_Directions_: Collect every line below that contains the word "field", treating uppercase and lowercase as different, and copy each of those lines in full.

_Available data_:

<<<<

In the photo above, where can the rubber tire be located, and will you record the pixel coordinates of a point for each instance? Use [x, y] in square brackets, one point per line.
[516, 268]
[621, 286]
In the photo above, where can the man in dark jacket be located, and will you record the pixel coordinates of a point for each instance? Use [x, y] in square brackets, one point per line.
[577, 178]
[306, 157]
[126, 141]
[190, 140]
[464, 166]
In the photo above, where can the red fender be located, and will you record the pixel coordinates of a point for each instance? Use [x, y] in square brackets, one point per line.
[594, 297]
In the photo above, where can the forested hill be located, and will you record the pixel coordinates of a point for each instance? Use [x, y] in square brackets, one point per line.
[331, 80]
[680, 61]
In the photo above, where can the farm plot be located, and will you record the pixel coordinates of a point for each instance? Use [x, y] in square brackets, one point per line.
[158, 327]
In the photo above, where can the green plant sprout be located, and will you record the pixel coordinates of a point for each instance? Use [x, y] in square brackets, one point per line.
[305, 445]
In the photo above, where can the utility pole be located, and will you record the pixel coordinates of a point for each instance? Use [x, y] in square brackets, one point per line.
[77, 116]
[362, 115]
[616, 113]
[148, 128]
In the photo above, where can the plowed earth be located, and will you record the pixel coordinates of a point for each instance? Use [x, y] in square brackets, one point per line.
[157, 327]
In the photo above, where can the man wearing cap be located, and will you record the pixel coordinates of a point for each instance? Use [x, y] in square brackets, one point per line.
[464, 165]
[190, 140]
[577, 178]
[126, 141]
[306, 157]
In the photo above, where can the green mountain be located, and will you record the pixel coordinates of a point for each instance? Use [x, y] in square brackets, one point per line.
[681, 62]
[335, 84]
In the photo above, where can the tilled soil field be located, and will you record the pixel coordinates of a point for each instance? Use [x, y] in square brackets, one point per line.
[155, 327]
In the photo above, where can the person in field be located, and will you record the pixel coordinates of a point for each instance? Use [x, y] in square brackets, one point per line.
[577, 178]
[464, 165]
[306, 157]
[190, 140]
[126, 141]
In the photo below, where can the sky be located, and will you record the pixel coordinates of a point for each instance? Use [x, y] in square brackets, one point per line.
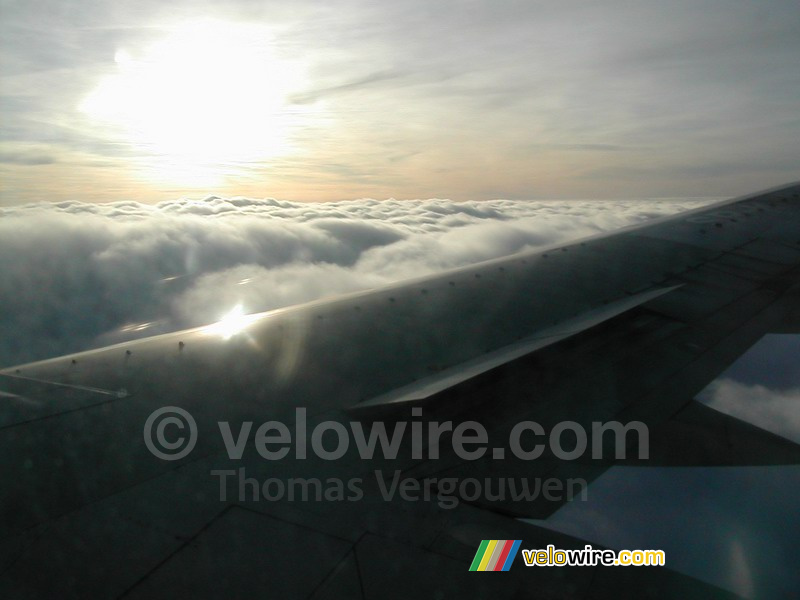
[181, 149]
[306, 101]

>>>>
<<<<

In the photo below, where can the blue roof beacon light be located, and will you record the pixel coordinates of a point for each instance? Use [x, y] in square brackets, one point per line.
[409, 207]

>>>>

_Exercise answer_:
In the photo above, where can the tilled soil field be located, and will you record the pixel coordinates of a point for each instance? Use [x, y] in square brackets, one point per line.
In the photo above, where can the person in field be located, and will you record the pixel coordinates of a point for each instance? Use [x, y] in square brackets, one point per line.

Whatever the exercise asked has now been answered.